▸ **DOCUMENT SECTION**:
▬▬▬
South Dakota Gov. Kristi Noem reposted a Fox News post on Instagram that said she “applauds truckers for demanding respect from lawmakers and an end to mandates.” Months after taking office, her administration sought to expand anti-protest restrictions her predecessor signed into law, such as a 2017 bill that expanded the state’s powers to disallow vehicles from stopping on the highway. The law said “no person may stand upon the paved or improved or main-traveled portion of any highway with intent to impede or stop the flow of traffic.”
Noem, who took office in 2019, backed down from a proposal that threatened virtually anyone even remotely involved in certain protests ― including those who simply donated a cup of coffee or wrote a letter to the editor supporting demonstrations ― with severe fines and potential jail time after the American Civil Liberties Union sued. Another bill, aimed at making it easier for the governor to seize emergency powers in the face of almost any “disorderly” protest, failed to come up for a full vote in the legislature in 2020.
The proposals came as part of a nationwide wave of legislation introduced in the wake of demonstrations in support of the Black Lives Matter movement and against the Dakota Access Pipeline, a controversial oil conduit dug under a sacred and ecologically sensitive waterway in the Standing Rock Indian Reservation in South Dakota. Right-wing advocacy groups such as the American Legislative Exchange Council, backed by fossil fuel companies and other industries whose profits the protests threatened, wrote and distributed generic bills to Republican state lawmakers across the country in a bid to stem future demonstrations.
“This just highlights how important it is to protect everyone’s right to protest,” said Nicholas Robinson, a senior legal adviser to the International Center for Not-For-Profit Law, a watchdog group that tracks anti-protest legislation. “While some politicians have used the law to try to suppress demonstrators with whom they disagree, those same types of laws can be used to target protesters they support.”
▬▬▬
▸ **Natural-language object grounding data**:
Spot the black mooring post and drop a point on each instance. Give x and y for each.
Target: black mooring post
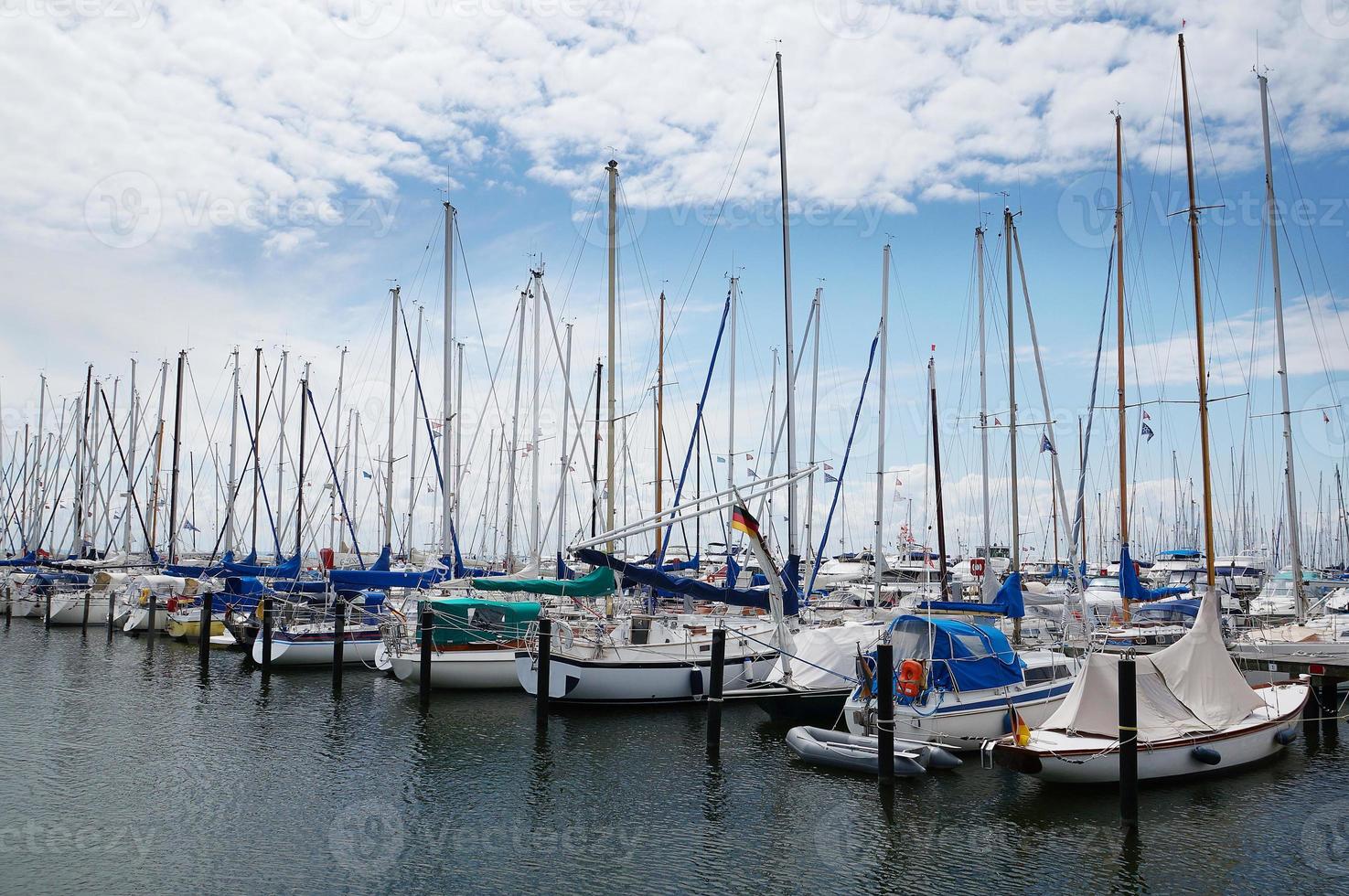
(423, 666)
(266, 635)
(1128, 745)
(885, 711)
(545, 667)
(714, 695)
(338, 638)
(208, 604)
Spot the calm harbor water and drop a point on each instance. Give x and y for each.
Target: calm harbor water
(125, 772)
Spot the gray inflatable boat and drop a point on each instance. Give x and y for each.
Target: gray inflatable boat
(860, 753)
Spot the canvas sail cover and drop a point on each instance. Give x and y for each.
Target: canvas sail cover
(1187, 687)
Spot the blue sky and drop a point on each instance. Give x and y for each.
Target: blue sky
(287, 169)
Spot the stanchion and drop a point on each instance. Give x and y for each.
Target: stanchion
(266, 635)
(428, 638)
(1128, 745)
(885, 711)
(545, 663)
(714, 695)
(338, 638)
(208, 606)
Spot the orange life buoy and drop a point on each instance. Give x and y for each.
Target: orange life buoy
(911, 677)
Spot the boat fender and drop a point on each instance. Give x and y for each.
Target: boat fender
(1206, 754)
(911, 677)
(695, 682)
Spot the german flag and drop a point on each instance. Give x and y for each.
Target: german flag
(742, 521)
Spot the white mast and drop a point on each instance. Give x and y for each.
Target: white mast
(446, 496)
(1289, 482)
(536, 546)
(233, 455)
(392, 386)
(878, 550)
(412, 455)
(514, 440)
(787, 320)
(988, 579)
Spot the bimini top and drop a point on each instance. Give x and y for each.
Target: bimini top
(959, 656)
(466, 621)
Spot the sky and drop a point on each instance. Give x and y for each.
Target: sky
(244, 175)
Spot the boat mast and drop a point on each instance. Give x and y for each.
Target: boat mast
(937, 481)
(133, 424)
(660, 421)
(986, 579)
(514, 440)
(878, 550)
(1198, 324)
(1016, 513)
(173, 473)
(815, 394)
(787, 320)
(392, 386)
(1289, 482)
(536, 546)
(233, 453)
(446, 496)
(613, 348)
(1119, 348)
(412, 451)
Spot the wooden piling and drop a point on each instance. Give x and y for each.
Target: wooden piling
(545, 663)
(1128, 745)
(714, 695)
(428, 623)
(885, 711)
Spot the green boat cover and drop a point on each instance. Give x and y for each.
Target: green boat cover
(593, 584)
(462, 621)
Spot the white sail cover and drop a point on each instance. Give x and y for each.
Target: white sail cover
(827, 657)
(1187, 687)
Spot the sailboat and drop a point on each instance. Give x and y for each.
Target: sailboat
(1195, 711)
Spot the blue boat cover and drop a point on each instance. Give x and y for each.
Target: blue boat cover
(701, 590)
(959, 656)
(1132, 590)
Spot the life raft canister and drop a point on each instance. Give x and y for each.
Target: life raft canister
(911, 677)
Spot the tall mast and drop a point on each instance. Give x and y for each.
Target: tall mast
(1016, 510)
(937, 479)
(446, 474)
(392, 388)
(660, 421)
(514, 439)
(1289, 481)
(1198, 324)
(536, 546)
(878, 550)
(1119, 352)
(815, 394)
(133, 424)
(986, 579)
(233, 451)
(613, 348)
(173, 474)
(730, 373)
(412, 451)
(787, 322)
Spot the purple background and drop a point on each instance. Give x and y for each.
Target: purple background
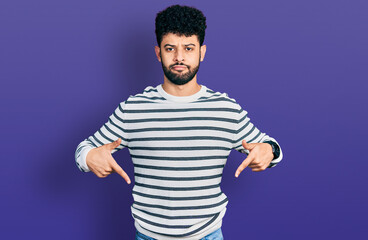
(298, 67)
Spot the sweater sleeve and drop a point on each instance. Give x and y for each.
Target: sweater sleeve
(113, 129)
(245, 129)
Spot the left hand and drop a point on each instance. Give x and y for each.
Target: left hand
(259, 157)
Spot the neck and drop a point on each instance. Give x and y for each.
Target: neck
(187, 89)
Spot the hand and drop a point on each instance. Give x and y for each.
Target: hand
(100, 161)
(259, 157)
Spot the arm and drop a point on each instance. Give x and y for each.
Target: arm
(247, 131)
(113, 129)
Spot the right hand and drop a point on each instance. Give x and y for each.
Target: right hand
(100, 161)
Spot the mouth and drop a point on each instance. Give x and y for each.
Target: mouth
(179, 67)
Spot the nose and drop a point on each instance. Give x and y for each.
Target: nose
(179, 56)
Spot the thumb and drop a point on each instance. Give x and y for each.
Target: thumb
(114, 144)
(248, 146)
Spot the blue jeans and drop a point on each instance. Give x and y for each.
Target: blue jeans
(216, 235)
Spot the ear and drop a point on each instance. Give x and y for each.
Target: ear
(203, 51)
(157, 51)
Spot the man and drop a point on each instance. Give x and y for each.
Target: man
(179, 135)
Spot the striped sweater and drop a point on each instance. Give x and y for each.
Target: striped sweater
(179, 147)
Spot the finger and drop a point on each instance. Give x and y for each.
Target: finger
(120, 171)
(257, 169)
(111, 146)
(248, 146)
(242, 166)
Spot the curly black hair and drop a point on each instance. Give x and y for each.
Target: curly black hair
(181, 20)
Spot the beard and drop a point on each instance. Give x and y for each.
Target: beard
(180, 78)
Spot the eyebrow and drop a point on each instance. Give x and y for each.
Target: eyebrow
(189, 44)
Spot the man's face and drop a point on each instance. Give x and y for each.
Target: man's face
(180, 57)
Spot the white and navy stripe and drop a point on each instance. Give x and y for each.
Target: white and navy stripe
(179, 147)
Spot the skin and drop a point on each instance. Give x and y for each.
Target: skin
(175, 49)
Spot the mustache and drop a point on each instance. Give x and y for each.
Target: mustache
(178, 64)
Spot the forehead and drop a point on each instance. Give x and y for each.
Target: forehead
▬▬▬
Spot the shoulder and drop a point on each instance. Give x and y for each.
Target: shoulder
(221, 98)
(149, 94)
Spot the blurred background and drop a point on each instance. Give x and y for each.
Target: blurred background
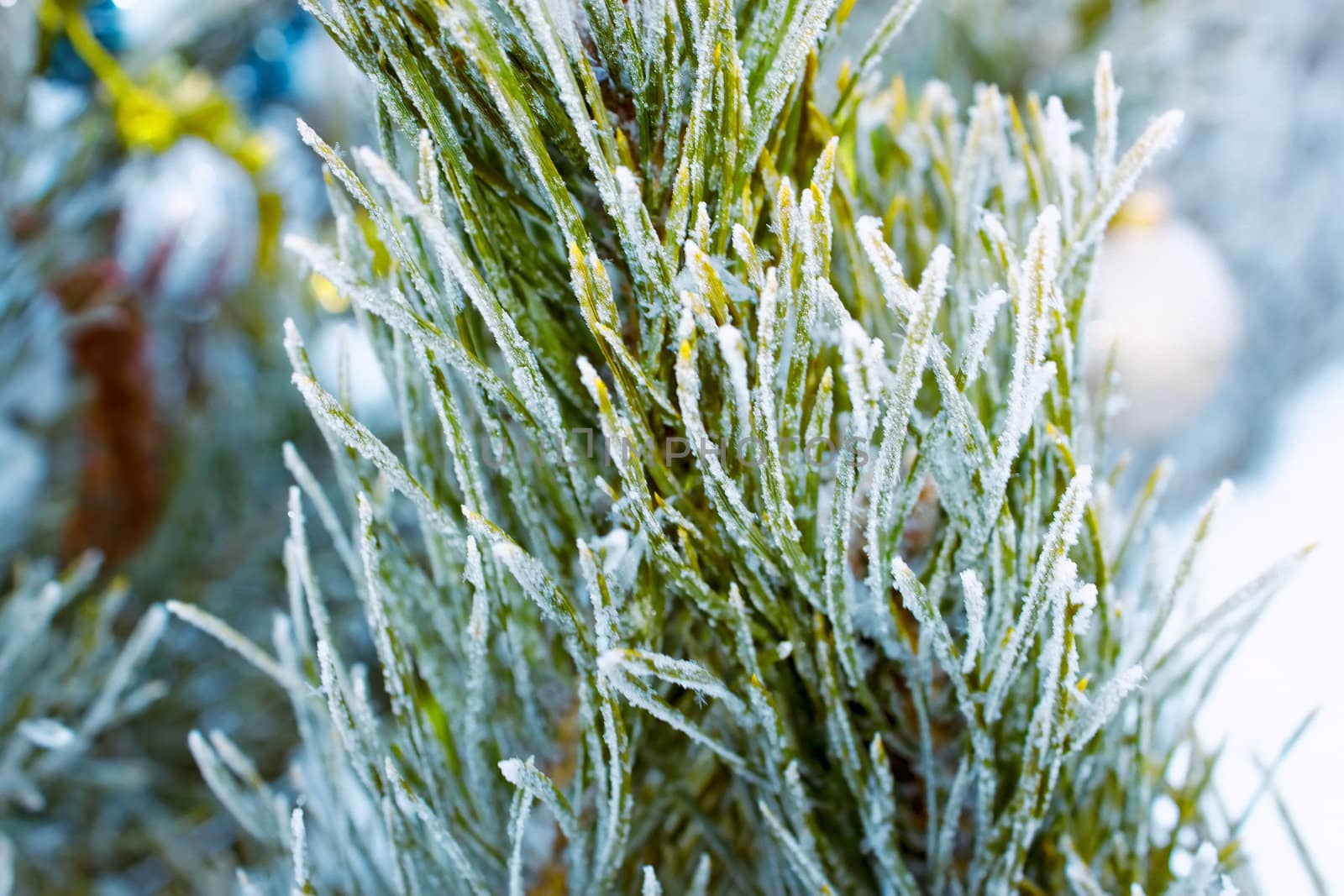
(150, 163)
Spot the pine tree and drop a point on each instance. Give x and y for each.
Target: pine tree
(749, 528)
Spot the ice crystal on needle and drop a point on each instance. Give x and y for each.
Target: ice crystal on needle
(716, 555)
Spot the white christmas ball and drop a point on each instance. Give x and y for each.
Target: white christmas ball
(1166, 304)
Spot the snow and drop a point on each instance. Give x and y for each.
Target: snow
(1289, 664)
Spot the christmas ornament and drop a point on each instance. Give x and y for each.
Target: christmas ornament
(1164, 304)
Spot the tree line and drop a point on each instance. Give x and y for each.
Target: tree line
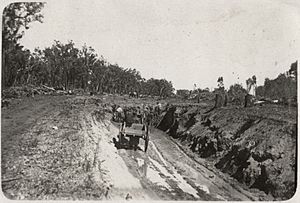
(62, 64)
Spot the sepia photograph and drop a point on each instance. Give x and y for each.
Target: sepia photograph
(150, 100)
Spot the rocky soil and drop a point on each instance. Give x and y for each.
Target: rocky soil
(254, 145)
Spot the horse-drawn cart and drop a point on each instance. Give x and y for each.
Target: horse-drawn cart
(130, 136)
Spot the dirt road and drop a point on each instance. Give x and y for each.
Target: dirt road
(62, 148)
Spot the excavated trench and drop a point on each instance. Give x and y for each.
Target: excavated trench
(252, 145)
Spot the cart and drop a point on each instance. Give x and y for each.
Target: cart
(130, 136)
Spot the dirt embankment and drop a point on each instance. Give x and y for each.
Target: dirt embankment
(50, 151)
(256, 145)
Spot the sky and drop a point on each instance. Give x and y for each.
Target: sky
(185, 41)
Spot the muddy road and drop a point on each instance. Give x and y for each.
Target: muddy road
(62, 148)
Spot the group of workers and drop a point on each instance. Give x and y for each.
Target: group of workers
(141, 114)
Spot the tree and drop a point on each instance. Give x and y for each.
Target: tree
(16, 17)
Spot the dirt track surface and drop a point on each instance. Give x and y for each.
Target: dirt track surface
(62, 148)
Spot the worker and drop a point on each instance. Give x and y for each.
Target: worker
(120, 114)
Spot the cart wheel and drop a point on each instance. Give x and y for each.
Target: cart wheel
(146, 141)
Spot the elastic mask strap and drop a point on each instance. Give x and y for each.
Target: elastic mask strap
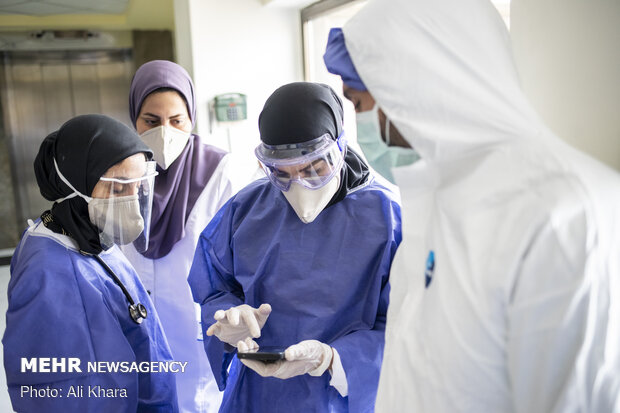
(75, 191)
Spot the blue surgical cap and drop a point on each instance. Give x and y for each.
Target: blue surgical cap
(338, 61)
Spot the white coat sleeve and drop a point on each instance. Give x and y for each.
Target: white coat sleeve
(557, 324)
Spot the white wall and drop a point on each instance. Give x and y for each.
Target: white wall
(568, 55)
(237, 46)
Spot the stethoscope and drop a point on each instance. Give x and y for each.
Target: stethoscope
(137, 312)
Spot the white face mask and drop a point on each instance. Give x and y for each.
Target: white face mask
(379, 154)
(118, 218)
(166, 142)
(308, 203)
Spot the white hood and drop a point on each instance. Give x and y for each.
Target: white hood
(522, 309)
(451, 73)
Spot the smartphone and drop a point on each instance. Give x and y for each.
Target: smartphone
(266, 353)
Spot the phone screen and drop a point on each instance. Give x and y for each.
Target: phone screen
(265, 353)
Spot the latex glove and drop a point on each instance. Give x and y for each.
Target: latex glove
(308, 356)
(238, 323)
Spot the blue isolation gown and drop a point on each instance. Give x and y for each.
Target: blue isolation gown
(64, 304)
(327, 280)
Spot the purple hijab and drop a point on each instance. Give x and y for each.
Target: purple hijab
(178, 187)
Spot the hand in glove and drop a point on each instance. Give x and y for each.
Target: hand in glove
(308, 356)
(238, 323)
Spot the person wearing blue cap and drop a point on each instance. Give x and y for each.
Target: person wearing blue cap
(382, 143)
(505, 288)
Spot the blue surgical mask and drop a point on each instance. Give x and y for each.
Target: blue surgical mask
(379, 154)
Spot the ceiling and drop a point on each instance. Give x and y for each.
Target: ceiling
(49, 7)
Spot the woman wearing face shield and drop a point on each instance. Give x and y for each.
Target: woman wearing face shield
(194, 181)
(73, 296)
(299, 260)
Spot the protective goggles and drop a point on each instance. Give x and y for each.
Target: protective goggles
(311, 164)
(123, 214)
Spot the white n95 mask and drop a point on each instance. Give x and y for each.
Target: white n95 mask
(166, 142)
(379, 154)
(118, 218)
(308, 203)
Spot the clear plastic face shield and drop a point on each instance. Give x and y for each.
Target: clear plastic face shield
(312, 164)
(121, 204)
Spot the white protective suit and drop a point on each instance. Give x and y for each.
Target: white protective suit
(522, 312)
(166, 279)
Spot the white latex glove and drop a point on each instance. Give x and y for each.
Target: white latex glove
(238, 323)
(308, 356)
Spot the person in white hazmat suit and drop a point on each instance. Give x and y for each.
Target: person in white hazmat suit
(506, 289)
▬▬▬
▸ **TASK REQUIREMENTS**:
a. Answer these questions from the article on anti-protest laws above:
(i) In what year did Noem take office?
(ii) Which group sued before Noem backed down from the proposal threatening fines and jail time?
(iii) For what organization is Nicholas Robinson a senior legal adviser?
b. Copy word for word the stretch of the article on anti-protest laws from "The proposals came" through "stem future demonstrations.".
c. Write what comes next in the article on anti-protest laws, picking up after its last sentence.

▸ **ANSWERS PER TASK**:
a.
(i) 2019
(ii) The American Civil Liberties Union
(iii) The International Center for Not-For-Profit Law

b.
The proposals came as part of a nationwide wave of legislation introduced in the wake of demonstrations in support of the Black Lives Matter movement and against the Dakota Access Pipeline, a controversial oil conduit dug under a sacred and ecologically sensitive waterway in the Standing Rock Indian Reservation in South Dakota. Right-wing advocacy groups such as the American Legislative Exchange Council, backed by fossil fuel companies and other industries whose profits the protests threatened, wrote and distributed generic bills to Republican state lawmakers across the country in a bid to stem future demonstrations.

c.
Canada’s truckers also found some fans among top officials in Texas, where Republican lawmakers unsuccessfully tried to increase legal penalties for protesters who block traffic and decrease liability for drivers who hit political demonstrators. Texas Attorney General Ken Paxton announced an investigation into GoFundMe and vowed to “get justice” against the “woke” payment-processing company for failing to deliver Texas donors’ money to the Canadian protesters.
“I think the Canadian trucker protest is a remarkable uprising and it’s a manifestation of the deep outrage across Canada and across the United States,” Sen. Ted Cruz (R-Texas) said. “I think it would be a very good thing if the protest expands.”
On Monday morning, Canadian law enforcement arrested protesters blocking the Ambassador Bridge between Detroit and Windsor, Ontario, reopening the key shipping route and border crossing. But hundreds of truckers remained parked in the Parliament Hill section of the country’s capital for a third consecutive week, increasing pressure on Prime Minister Justin Trudeau to either ease vaccine requirements or send in the police.
It’s not clear whether a similar protest will happen in the U.S., but Republicans have been trying to encourage one.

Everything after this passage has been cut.